Exercise text |
We can see that the sweet spot seems to be around max depth = 5 and C = 10. The tree classifier is very likely overfitting at depths of 10 and 20. One of the features of the decision tree classifier is it gives us a good indication of which columns are important. Data is first split on columns near the “trunk.” If we look the most important features from our classifier, decent separation of the data is already evident. Note also that we are not looking at the first or second principal component here–we’re pretty far down the line, at the 655th and 645th components!
And how about predicting the actual loss values? How does our SVR do? It does alright, but could definitely use some work. We can see good correlation below, for data that isn’t mis-classified. There is definitely room for improvement here, however, as we can see in the distribution. The SVR misses out on high loss values, and even predicts some losses to be negative (we wish!). Not to mention that we miss out on some segments of the distribution even at low values.
Nevertheless, we have solid parameters, the data look well-partitioned by the classifier, and the regressor is workable. An MAE of 0.63 is a sizeable improvement on the benchmark solution (which scores around 0.83), so I must be in good shape to improve from here, right?
Conclusions
Wrong. Due to the big shifts between training and competition data noted above, models which performed well on the training data often did worse than the benchmark on competition data. I was still able to beat the benchmark using a RandomForestClassifier, again with a max depth of 5.

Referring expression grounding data
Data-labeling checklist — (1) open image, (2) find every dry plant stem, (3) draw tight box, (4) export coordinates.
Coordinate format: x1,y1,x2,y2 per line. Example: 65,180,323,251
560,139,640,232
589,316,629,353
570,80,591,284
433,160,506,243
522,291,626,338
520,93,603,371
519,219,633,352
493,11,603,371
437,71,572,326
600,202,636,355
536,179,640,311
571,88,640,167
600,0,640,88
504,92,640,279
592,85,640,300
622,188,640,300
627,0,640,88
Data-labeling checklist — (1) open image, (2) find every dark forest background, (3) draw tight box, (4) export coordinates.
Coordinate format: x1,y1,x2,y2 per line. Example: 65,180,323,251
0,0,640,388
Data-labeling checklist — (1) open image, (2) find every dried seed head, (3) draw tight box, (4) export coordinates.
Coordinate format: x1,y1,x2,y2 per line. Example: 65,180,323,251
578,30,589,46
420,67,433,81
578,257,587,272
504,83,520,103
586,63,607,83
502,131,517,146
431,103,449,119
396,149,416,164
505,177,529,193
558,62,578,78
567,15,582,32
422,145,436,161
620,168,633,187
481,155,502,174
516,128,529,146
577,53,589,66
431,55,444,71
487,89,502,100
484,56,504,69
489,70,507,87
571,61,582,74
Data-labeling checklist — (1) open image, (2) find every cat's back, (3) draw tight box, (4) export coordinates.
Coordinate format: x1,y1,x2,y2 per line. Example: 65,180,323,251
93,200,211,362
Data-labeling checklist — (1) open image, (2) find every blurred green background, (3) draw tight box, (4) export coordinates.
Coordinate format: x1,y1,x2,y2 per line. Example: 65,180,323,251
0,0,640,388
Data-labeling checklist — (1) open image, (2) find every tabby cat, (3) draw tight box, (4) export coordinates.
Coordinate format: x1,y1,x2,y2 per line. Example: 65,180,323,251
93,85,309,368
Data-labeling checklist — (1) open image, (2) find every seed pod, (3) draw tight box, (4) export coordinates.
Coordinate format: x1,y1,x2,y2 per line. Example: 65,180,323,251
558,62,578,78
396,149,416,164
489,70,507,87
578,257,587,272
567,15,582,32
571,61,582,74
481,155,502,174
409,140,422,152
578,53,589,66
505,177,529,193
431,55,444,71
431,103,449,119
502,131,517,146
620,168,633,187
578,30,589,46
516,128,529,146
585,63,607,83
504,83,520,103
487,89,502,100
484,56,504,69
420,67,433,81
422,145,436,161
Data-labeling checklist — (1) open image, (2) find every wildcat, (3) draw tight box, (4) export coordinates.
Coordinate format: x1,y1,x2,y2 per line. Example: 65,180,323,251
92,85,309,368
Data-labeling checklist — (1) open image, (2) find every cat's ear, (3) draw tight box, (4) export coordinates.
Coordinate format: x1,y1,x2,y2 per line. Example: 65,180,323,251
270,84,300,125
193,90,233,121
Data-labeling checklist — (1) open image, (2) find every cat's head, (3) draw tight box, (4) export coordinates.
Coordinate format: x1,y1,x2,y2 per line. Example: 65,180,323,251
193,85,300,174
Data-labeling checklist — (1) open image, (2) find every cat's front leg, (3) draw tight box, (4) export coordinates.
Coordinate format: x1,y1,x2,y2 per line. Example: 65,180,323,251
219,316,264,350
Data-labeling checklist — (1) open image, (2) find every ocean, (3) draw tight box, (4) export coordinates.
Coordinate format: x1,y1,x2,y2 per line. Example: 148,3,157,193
==
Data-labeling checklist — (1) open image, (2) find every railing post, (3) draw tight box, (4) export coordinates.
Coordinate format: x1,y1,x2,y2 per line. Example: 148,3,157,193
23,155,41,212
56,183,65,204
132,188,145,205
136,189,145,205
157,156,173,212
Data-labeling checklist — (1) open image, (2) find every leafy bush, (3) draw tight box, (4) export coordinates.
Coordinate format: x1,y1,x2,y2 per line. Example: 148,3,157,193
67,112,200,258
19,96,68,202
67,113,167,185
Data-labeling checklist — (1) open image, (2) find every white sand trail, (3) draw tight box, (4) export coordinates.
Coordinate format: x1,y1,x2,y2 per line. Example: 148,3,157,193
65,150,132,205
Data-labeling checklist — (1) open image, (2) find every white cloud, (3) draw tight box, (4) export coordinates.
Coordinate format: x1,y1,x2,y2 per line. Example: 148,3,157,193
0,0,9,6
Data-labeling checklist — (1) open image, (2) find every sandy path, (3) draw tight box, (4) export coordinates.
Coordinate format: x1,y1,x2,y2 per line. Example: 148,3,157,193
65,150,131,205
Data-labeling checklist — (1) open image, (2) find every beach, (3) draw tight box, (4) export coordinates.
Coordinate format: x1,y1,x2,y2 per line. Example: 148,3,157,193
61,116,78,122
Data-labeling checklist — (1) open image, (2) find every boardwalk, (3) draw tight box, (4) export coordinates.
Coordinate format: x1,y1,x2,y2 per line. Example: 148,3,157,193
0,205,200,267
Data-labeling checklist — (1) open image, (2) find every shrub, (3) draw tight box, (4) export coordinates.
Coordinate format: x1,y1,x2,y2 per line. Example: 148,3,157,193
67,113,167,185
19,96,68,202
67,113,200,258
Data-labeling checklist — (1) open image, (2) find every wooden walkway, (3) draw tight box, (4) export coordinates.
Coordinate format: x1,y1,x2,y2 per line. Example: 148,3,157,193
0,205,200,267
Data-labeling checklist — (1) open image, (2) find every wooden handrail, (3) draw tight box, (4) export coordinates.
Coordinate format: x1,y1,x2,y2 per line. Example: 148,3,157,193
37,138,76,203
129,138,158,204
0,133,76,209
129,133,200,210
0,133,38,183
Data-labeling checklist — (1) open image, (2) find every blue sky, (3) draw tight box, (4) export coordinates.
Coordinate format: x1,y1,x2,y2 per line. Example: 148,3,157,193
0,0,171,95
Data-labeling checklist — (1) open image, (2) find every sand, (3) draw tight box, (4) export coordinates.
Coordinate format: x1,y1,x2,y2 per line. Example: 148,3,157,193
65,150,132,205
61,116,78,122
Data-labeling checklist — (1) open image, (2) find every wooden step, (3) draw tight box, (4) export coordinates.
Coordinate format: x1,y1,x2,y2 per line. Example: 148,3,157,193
--
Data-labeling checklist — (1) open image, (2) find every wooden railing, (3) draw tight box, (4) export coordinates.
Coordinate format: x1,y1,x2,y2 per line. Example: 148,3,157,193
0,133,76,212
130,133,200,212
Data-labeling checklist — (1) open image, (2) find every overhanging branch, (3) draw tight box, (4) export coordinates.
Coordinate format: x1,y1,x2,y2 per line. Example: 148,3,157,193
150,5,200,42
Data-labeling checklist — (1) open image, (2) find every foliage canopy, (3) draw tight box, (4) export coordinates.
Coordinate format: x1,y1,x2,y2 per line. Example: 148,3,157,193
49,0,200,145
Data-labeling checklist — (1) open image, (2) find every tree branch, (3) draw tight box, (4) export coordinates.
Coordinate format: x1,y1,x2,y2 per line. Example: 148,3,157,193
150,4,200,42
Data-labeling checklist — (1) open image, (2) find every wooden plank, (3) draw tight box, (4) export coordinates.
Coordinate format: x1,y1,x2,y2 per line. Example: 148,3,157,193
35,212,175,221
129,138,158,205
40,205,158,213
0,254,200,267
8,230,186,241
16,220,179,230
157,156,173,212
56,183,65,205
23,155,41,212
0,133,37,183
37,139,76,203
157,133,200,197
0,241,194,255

Exercises to complete |
**a)** In the loss-prediction excerpt, which model still beat the benchmark on competition data, and at what max depth?
**b)** Summarize the loss-prediction excerpt in two sentences.
**c)** Pick up the loss-prediction excerpt after its final sentence and carry it forward.
These data have no connection to the loss-prediction excerpt.

Task answers |
**a)** A RandomForestClassifier with a max depth of 5 still beat the benchmark.

**b)** A tree classifier worked best at around max depth 5 and C = 10 and separated the data well, while the SVR predicted losses reasonably but missed high values and even predicted some negative losses. Although its MAE of 0.63 beat the benchmark's roughly 0.83 on training data, shifts between training and competition data made such models often do worse than the benchmark, though a RandomForestClassifier with max depth 5 still beat it.

**c)**
Had I realized these discrepancies earlier on, I might have been able to eliminate the irrelevant or spurious features. Nonetheless, great knowledge gains were realized: working through the cleaning, transforming, fitting and re-fitting process simultaneously exposed me to common pitfalls of this type of analysis and the ins and outs of the sci-kit learn library. And more broadly, the machine learning techniques themselves. For instance, I found a support vector classifier to be almost useful in this project because (I suspect) the boundaries were so noisy — the tree-type classifiers really shined here.
Click below to expand source code. Note that much of the analysis was done interactively with ipython.
"""
Builds a model for the loans competition
"""
import numpy as np
import pandas as pd
from sklearn import preprocessing, decomposition, cross_validation, svm
"""
Preprocesses and returns the training data. Drops the 'loss' column
"""
def preprocess(idf, ns=0):
#sample the training set if necessary
if ns > 0:
numSamples = ns
df = idf.ix[np.random.choice(idf.index, numSamples, replace=False)]
else:
df = idf
#takes a dataframe, then seperate out float, int values
indexName = 'id'
resultName = 'loss'
floatColumnNames=[df[column].name for column in df.columns if df[column].dtype == 'float64' or df[column].dtype == 'object']
intColumnNames=[df[column].name for column in df.columns if df[column].dtype == 'int64']
floatdf, intdf = df[floatColumnNames].astype('float64'), df[intColumnNames]
#seperate the integer columns into continuous and categorical variables. this was done by visual inspection, so here I drop any columns with only one unique value and set any integer column with fewer unique values than 'f293' as categorical
uniqueInts=pd.Series([len(np.unique(intdf[name])) for name in intdf.columns],index=intdf.columns)
catColumnNames = [col for col in uniqueInts.index if uniqueInts[col] > 1 and uniqueInts[col] < uniqueInts['f293']]
dropColumnNames = [col for col in uniqueInts.index if uniqueInts[col] <= 1]
catdf = df[catColumnNames]
intdf=intdf.drop(dropColumnNames,axis=1)
intdf=intdf.drop(catColumnNames,axis=1)
#impute dataframes, drop loss column (should be in intdf)
floatdf=floatdf.fillna(floatdf.median())
intdf=intdf.fillna(intdf.median())
catdf=catdf.fillna(catdf.mode())
#transform categorical columns to one-of-k encoding
enc = preprocessing.OneHotEncoder()
oneHot = enc.fit_transform(catdf.values)
onehotlabels = pd.Series([len(np.unique(catdf[name])) for name in catdf.columns],index=catdf.columns)
oneHotColNames = []
for name in onehotlabels.index:
for i in np.arange(onehotlabels[name]):
oneHotColNames.append(name + '-' + str(i))
catonehotdf = pd.DataFrame(oneHot.todense(), columns=oneHotColNames)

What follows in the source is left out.